INPUT DATA →
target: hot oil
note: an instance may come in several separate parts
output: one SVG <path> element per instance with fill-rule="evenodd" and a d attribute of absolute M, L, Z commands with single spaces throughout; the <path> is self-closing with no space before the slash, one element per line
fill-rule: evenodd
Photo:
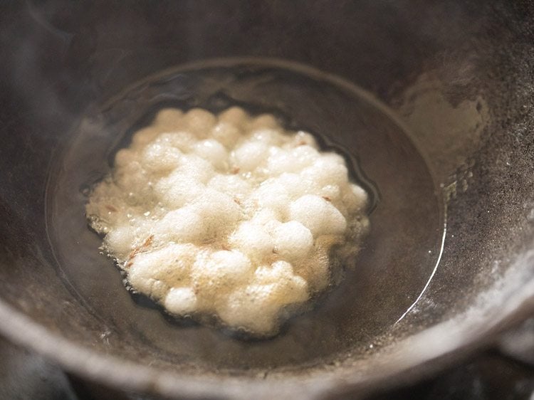
<path fill-rule="evenodd" d="M 200 107 L 216 113 L 233 105 L 272 113 L 287 129 L 315 135 L 323 149 L 344 155 L 370 194 L 371 231 L 355 265 L 268 340 L 176 320 L 144 296 L 131 295 L 112 260 L 99 252 L 102 239 L 85 217 L 90 188 L 157 110 Z M 111 342 L 141 346 L 155 362 L 238 369 L 309 364 L 372 343 L 418 298 L 443 233 L 436 184 L 392 114 L 353 85 L 288 63 L 219 60 L 164 71 L 88 110 L 51 175 L 49 235 L 66 285 L 100 317 Z"/>

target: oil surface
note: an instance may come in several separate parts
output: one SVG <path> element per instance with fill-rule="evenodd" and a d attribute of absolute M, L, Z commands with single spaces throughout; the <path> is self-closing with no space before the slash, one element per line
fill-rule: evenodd
<path fill-rule="evenodd" d="M 353 272 L 313 311 L 278 336 L 248 341 L 164 316 L 124 289 L 98 251 L 84 205 L 116 151 L 158 110 L 231 105 L 274 114 L 286 129 L 318 136 L 345 155 L 371 199 L 371 232 Z M 58 268 L 80 302 L 100 316 L 105 340 L 142 347 L 158 359 L 203 368 L 273 368 L 315 364 L 383 335 L 431 275 L 443 233 L 439 191 L 423 157 L 388 110 L 362 90 L 307 67 L 226 60 L 164 71 L 88 110 L 51 172 L 48 226 Z"/>

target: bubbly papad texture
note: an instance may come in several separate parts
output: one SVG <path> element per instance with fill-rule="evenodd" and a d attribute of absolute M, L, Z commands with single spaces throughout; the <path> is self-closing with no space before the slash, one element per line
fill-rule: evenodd
<path fill-rule="evenodd" d="M 367 200 L 342 156 L 273 115 L 164 109 L 117 152 L 86 211 L 132 290 L 271 336 L 351 264 Z"/>

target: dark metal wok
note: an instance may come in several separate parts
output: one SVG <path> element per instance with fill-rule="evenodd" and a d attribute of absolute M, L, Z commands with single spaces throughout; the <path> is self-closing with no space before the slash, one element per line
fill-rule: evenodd
<path fill-rule="evenodd" d="M 174 398 L 363 396 L 491 344 L 534 311 L 533 21 L 531 1 L 3 4 L 0 331 Z M 269 340 L 132 298 L 84 219 L 132 99 L 152 99 L 140 125 L 198 100 L 142 80 L 174 71 L 182 93 L 200 65 L 283 78 L 291 123 L 328 130 L 377 189 L 357 270 Z"/>

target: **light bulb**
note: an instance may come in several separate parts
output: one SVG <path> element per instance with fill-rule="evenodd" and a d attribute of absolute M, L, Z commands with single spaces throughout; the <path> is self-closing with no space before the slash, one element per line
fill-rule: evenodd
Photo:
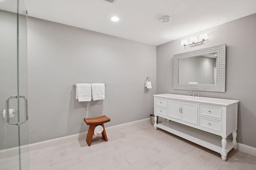
<path fill-rule="evenodd" d="M 196 37 L 193 37 L 189 39 L 189 42 L 190 43 L 192 43 L 193 42 L 195 42 L 197 41 L 197 38 Z"/>

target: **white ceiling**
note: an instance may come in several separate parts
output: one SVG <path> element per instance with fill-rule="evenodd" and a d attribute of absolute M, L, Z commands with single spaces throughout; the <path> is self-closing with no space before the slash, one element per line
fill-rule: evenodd
<path fill-rule="evenodd" d="M 256 13 L 256 0 L 24 1 L 29 16 L 154 45 Z"/>

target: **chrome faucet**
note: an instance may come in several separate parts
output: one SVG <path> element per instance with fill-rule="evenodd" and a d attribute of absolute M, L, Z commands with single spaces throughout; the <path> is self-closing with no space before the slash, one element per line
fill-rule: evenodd
<path fill-rule="evenodd" d="M 193 97 L 195 97 L 195 90 L 188 90 L 188 96 L 190 96 L 190 92 L 193 92 Z"/>
<path fill-rule="evenodd" d="M 188 96 L 190 96 L 190 92 L 192 92 L 192 90 L 188 90 Z"/>

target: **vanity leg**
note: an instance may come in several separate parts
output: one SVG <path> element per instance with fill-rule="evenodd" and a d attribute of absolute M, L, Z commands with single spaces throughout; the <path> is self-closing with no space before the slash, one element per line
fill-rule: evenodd
<path fill-rule="evenodd" d="M 156 122 L 157 121 L 157 117 L 156 116 L 155 116 L 154 119 L 155 123 L 154 124 L 154 128 L 155 129 L 155 130 L 156 130 Z"/>
<path fill-rule="evenodd" d="M 227 158 L 227 151 L 226 150 L 226 148 L 227 147 L 227 140 L 226 138 L 222 137 L 222 139 L 221 140 L 221 144 L 222 146 L 222 151 L 223 152 L 223 153 L 221 154 L 221 158 L 222 159 L 222 160 L 225 161 Z"/>
<path fill-rule="evenodd" d="M 233 136 L 233 141 L 232 141 L 232 143 L 234 143 L 236 145 L 233 148 L 234 150 L 236 150 L 237 148 L 237 142 L 236 142 L 236 136 L 237 136 L 237 133 L 236 131 L 234 131 L 232 133 L 232 136 Z"/>

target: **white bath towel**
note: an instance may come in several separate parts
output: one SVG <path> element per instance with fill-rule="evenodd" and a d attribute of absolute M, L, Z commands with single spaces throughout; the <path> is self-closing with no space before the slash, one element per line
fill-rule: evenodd
<path fill-rule="evenodd" d="M 105 99 L 105 84 L 104 83 L 92 84 L 92 92 L 93 100 Z"/>
<path fill-rule="evenodd" d="M 76 99 L 78 102 L 90 102 L 92 100 L 91 84 L 82 83 L 76 84 Z"/>
<path fill-rule="evenodd" d="M 147 88 L 147 89 L 148 89 L 149 88 L 152 88 L 151 82 L 147 81 L 145 84 L 145 86 Z"/>
<path fill-rule="evenodd" d="M 96 135 L 97 134 L 101 133 L 103 131 L 103 127 L 101 125 L 98 125 L 96 126 L 94 129 L 94 135 Z"/>

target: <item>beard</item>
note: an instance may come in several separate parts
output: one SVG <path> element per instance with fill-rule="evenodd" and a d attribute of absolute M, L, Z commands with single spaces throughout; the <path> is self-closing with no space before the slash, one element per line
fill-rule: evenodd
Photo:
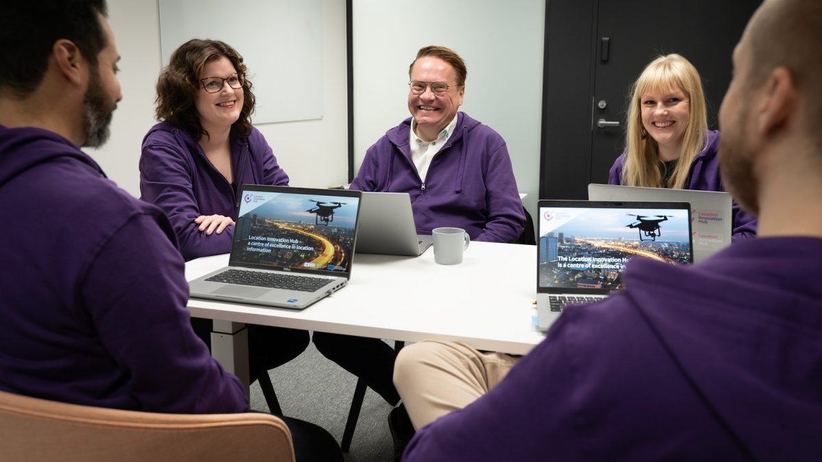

BRIEF →
Could you gather every line above that contains the word "white"?

REPLY →
target: **white ceiling**
target: **white bath towel**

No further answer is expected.